§ **WHAT IS BEING ASKED**: Return each line of the records that contains the string "shrub". Case matters.

§ **DATA LISTING**:
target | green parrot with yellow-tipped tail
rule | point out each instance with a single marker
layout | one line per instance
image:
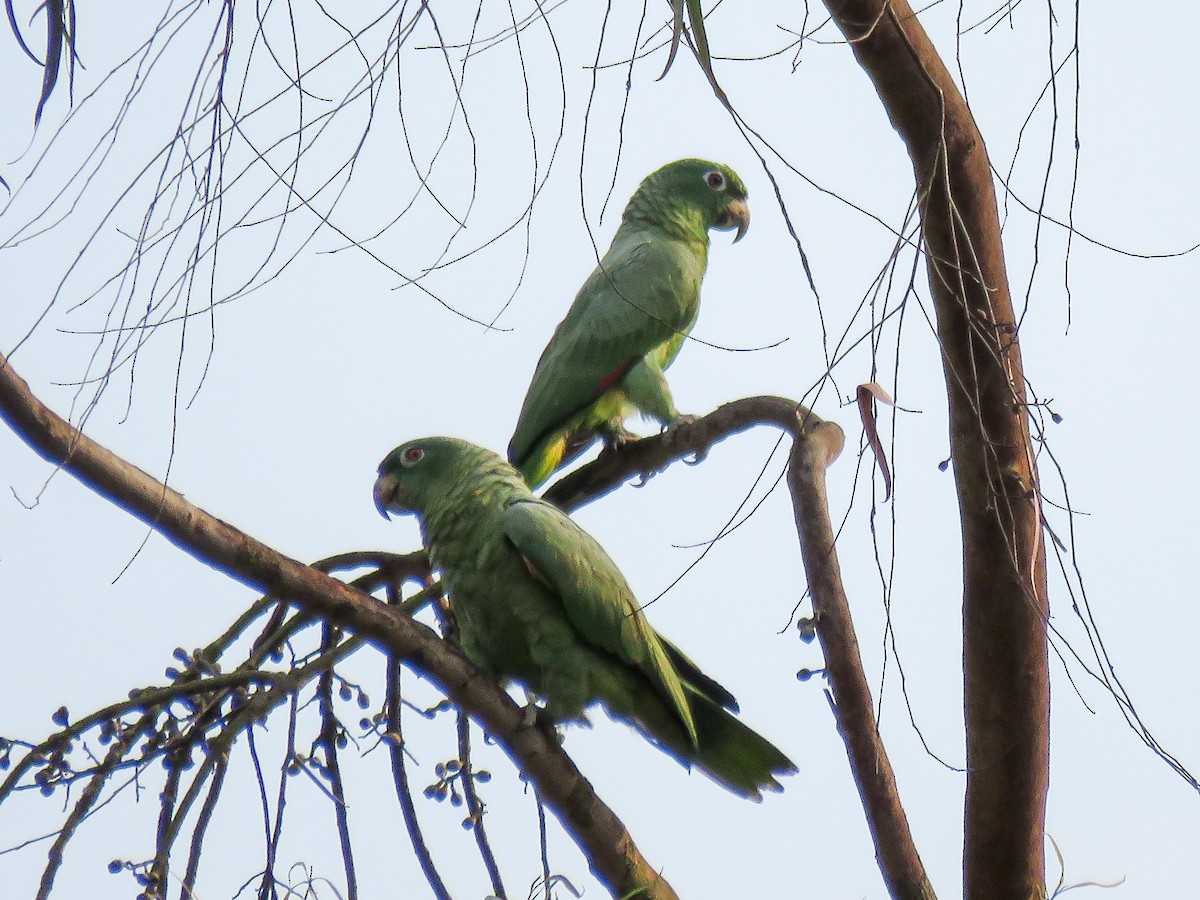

==

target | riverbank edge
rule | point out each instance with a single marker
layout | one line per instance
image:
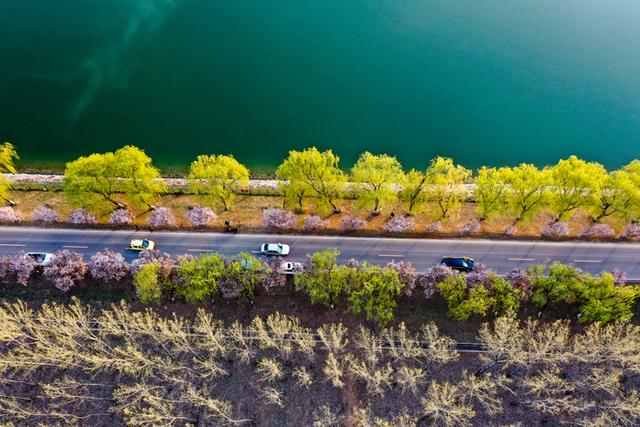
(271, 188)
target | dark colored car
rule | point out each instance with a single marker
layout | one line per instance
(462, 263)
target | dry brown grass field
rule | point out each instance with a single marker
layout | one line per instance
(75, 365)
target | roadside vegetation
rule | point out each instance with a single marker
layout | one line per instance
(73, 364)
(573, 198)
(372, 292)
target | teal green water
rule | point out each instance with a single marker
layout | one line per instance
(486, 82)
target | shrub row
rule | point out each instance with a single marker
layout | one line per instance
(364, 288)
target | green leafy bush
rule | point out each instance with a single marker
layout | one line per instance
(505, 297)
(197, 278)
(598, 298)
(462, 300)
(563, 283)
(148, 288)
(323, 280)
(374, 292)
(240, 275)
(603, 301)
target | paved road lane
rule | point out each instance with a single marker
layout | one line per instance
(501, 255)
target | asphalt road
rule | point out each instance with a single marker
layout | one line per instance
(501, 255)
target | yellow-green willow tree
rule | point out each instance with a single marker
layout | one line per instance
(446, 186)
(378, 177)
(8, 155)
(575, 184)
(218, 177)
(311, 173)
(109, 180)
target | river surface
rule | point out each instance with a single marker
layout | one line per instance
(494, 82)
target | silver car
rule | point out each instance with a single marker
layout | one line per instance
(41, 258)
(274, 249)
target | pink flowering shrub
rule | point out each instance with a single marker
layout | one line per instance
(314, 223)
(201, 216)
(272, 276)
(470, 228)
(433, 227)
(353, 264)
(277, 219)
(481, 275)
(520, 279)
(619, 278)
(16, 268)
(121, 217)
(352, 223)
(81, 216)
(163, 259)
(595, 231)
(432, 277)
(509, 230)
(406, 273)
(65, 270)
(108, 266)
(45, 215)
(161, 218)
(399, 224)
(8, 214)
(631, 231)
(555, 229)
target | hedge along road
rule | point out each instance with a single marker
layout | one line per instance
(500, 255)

§ **COMPLETED TASK**:
target | shrub row
target | pink flowering shrub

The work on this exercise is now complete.